In 1987 we would spend more time in RAK Recording Studios, a converted Victorian schoolhouse and church hall in St. John’s Wood. In those days there were three recording rooms. One had a ‘state of the art’ SSL desk, which we had previously used to good effect. This time though, we would be in the other main room, which had a ‘vintage’ Neve desk and had a somewhat more dated feel. I can only assume this was our producers choice, as the SSL, with ‘flying faders’, automated as if by magic, was a relatively new and highly prized piece of kit. All the songs we were to record, save for the odd cover, were written by our singer. He certainly had a talent for this and although at times a more democratic approach would have been of welcome benefit, his driving force and strong overall rudder, it has to be said, kept us on an ever-ascending trajectory.
American singers have always had an easy relationship with the songwriter. Back in the 80’s their music culture was much more uncluttered than ours. The singer sang, and the writer delivered the tune. The big stars saw the importance of a strong song and were only too happy to perform it and stay away from the writing credit. With big sales figures and healthy radio play, there was food for all. A good example of this is the Supreme’s ‘stand out’ front woman and by this time, hugely successful solo artist, Diana Ross.
She had a new album in the making by the name of ‘Red Hot Rhythm And Blues’ and her eyes were on one of our very own singer’s compositions. With the absence of email and the fact that the song in question was still on the ‘2 inch’ multi track at RAK, she would have to physically show up at the studio to hear our version of the song, to assess if it was indeed suitable for her. Surely not? Diana Ross must have better things to do.
She didn’t; and it was arranged that at 2.30 PM that day she would be paying us a visit.
All the studios at RAK have windows, which is in fact quite unusual and indeed very refreshing to be able to see London go past, minding it’s own business, as opposed to some of the underground bunkers we had previously recorded in, offering no natural light whatsoever. I had parked myself next to a window at the back of the control room so as I could keep a watchful eye out for the big arrival. I wasn’t convinced she would actually show up and was more than a little nervous at the prospect of meeting her. But sure enough, at the allotted time, and not a minute later, while our engineer hastily lined up the song on the ‘vintage’ Neve desk, a large black Jaguar slowly rolled up in front of my chosen window. The driver, suited and with cap, dived out from the car to assist with the opening of her door. And there she was, dressed in what looked like a classic ‘Chanel’ black suit and manicured to within an inch of her life. This was a woman, who took the art of being a woman, very seriously. To an extent, we were all in awe of her. She was and still is a legend in the world of American black music, and so it seemed ridiculous to me that she was about to enter our scruffy studio control room.
By now, the studio had filled with extra people, not just the six of us and a producer and engineer; no, several other people had found reasons to join us. Who could blame them? As the door opened the first thing I notice was the amount of long black shiny hair she had, and how her eyes sparkled as she took in the gaping crowd. Our producer, also American, greeted her with the ease and assurance of a man who had much celebrity experience under the belt, and I fully expected her to kiss our singer, which she did, on the cheek. But, quite unexpectedly, she then worked her way round the room, giving every single person who had gathered, a peck on the cheek.

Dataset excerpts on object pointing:
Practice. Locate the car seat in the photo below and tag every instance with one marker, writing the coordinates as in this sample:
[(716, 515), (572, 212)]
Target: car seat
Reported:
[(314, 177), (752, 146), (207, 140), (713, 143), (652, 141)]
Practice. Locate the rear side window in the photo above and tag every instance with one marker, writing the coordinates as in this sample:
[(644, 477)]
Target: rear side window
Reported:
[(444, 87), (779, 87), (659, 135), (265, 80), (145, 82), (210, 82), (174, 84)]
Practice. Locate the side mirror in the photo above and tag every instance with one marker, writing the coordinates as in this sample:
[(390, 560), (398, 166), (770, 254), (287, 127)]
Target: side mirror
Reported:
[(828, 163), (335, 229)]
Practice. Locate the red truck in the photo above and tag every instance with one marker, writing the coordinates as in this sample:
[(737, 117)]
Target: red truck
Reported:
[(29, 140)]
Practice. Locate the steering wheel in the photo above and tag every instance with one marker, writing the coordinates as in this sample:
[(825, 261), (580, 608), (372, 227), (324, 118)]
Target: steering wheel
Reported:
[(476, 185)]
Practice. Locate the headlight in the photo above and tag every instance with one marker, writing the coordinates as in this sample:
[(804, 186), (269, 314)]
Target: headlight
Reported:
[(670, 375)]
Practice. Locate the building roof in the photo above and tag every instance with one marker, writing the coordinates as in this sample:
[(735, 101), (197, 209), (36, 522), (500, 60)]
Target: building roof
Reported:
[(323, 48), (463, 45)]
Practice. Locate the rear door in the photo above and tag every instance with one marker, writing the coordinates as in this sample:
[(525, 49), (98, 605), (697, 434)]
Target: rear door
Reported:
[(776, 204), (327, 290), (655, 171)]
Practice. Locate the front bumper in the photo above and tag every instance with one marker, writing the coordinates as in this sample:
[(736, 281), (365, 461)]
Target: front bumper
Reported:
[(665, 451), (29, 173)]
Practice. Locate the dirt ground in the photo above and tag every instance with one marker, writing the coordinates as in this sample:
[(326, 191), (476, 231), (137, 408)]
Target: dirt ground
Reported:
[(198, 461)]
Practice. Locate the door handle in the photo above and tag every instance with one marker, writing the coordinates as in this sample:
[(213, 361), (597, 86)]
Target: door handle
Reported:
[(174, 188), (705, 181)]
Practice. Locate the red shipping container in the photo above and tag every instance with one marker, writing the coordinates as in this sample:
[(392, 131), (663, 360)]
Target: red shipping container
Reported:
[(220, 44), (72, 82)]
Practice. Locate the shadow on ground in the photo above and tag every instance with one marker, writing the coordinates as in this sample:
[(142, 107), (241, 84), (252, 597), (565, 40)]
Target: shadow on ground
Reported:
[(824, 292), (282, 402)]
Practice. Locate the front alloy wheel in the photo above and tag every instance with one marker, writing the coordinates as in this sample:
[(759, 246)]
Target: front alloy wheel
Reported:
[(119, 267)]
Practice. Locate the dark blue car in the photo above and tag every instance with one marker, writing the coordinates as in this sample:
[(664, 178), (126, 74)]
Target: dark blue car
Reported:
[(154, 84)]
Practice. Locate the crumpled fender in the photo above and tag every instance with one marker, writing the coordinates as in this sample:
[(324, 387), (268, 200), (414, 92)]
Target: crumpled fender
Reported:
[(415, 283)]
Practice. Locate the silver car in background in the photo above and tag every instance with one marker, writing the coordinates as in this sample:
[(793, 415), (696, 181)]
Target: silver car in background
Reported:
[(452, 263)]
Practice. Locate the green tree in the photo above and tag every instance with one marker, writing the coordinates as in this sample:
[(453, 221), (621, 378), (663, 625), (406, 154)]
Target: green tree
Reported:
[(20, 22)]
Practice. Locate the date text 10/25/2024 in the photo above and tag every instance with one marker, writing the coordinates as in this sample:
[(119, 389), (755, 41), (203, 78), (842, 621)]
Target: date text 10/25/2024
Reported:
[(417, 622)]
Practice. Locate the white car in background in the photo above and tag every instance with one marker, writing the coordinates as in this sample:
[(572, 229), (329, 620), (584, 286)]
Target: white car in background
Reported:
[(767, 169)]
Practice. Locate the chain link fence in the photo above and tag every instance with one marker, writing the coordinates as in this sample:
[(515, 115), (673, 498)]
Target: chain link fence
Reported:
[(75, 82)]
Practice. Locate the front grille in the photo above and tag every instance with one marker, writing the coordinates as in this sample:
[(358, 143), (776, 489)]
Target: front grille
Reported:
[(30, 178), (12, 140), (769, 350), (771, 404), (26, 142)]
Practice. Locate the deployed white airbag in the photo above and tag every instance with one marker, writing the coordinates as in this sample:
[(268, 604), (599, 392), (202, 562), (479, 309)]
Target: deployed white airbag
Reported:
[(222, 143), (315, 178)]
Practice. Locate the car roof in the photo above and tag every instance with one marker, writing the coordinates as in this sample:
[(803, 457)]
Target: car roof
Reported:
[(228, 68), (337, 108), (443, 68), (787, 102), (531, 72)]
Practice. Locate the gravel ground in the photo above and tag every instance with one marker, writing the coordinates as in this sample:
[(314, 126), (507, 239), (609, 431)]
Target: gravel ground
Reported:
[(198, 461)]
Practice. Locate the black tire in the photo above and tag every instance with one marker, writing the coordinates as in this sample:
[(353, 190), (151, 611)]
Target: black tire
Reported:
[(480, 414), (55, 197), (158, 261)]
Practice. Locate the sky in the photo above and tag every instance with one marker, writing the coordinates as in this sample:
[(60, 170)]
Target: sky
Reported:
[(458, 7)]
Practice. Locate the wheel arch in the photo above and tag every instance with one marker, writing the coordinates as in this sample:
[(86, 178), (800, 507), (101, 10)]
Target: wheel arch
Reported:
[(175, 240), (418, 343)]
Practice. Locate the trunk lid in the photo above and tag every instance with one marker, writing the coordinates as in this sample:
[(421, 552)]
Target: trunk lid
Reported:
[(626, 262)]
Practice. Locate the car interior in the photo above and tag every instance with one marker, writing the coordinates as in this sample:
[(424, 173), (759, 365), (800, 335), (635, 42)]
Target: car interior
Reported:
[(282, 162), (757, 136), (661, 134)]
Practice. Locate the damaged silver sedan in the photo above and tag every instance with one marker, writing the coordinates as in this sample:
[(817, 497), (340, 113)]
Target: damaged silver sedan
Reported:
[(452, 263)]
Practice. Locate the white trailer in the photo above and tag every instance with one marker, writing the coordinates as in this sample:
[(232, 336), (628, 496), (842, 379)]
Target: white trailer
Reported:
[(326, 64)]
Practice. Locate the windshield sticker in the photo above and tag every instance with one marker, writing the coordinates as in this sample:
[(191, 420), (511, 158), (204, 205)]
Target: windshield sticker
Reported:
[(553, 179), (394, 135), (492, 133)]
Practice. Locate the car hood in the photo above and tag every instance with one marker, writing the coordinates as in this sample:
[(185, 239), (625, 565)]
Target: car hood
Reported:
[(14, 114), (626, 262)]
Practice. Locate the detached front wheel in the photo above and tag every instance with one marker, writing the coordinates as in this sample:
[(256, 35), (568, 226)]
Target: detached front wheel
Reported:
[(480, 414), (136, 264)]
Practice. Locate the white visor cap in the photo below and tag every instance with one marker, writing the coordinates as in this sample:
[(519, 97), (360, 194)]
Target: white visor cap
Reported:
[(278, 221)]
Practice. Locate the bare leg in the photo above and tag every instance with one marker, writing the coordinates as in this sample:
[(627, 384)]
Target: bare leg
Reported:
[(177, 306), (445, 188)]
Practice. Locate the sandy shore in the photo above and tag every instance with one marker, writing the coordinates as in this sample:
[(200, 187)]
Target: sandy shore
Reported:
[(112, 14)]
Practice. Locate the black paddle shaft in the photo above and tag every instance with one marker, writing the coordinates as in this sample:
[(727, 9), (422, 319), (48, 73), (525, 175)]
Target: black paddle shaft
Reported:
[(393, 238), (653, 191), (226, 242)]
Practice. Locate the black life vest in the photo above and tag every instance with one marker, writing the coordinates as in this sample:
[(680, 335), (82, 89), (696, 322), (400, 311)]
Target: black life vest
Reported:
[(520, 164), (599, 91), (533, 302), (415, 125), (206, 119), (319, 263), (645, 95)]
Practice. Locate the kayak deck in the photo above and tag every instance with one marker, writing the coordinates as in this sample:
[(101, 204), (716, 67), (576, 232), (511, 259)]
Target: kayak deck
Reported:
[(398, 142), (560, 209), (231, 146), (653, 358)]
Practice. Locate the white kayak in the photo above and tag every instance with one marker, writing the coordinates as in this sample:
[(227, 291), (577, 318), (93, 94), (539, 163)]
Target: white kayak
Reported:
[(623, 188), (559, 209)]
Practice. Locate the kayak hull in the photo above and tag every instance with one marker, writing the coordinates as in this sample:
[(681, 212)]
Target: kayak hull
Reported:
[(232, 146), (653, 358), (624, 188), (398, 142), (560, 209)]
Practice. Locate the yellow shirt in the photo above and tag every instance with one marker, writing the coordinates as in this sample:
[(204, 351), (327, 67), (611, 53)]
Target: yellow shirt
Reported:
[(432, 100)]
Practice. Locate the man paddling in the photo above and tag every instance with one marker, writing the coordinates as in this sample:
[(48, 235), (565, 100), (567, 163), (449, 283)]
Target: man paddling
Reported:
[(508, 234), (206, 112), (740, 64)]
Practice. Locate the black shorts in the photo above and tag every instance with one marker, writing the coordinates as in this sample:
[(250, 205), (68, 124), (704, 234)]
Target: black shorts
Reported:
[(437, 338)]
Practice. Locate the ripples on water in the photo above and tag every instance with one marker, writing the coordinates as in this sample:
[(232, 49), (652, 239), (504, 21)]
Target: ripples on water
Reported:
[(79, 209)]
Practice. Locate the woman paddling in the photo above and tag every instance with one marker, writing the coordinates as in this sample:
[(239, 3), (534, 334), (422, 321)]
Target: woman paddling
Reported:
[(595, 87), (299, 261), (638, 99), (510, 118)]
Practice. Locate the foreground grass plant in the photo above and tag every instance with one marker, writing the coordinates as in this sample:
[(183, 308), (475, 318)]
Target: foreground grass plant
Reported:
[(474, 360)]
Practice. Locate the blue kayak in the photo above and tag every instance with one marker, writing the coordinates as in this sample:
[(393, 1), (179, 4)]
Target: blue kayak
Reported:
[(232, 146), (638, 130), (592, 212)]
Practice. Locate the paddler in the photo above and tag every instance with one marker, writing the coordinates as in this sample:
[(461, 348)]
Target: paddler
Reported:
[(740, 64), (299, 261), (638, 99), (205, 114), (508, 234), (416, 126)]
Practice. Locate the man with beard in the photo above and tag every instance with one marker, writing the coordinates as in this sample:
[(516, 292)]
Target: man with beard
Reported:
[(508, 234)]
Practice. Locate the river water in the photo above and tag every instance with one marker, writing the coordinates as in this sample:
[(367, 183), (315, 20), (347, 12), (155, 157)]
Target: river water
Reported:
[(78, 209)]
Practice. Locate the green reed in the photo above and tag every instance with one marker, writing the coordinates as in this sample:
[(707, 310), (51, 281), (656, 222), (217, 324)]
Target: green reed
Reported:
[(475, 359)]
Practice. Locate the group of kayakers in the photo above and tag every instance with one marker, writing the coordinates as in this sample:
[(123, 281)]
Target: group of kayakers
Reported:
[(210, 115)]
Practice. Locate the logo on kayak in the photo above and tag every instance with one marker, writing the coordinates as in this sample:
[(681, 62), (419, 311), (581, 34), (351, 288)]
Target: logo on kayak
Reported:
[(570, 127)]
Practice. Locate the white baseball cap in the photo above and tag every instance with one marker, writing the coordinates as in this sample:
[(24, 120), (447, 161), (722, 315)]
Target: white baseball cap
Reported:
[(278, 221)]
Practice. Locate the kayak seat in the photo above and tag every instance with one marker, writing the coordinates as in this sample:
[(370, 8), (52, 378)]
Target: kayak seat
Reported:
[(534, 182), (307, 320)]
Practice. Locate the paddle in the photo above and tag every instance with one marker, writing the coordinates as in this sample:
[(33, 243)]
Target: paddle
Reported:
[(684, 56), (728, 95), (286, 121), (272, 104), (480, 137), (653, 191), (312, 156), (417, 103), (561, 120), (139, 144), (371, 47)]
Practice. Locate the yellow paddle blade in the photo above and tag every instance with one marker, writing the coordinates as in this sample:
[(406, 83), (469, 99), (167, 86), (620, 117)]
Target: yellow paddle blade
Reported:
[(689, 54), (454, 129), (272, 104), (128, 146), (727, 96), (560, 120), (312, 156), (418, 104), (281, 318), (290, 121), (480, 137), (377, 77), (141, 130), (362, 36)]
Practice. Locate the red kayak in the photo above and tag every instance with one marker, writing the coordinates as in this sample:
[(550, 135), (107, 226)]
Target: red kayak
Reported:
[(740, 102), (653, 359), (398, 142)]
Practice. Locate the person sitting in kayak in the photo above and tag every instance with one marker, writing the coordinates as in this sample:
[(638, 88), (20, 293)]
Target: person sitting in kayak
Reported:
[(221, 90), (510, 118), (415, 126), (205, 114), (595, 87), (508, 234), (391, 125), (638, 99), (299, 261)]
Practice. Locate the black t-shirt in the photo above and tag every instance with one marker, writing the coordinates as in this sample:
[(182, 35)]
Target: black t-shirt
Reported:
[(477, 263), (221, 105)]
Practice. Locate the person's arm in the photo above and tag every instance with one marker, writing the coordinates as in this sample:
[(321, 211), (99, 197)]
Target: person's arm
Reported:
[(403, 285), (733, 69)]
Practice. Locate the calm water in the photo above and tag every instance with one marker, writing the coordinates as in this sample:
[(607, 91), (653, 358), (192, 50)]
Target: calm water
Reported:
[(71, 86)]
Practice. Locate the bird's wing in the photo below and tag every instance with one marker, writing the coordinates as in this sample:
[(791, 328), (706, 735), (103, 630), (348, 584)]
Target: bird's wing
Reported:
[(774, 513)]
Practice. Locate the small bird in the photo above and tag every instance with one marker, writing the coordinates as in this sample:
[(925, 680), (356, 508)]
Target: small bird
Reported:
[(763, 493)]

> _The task_
From the account of the RAK Recording Studios session, return the passage starting with "In 1987 we would" and going on through "an ever-ascending trajectory.", word for word.

> _Result for this exercise_
In 1987 we would spend more time in RAK Recording Studios, a converted Victorian schoolhouse and church hall in St. John’s Wood. In those days there were three recording rooms. One had a ‘state of the art’ SSL desk, which we had previously used to good effect. This time though, we would be in the other main room, which had a ‘vintage’ Neve desk and had a somewhat more dated feel. I can only assume this was our producers choice, as the SSL, with ‘flying faders’, automated as if by magic, was a relatively new and highly prized piece of kit. All the songs we were to record, save for the odd cover, were written by our singer. He certainly had a talent for this and although at times a more democratic approach would have been of welcome benefit, his driving force and strong overall rudder, it has to be said, kept us on an ever-ascending trajectory.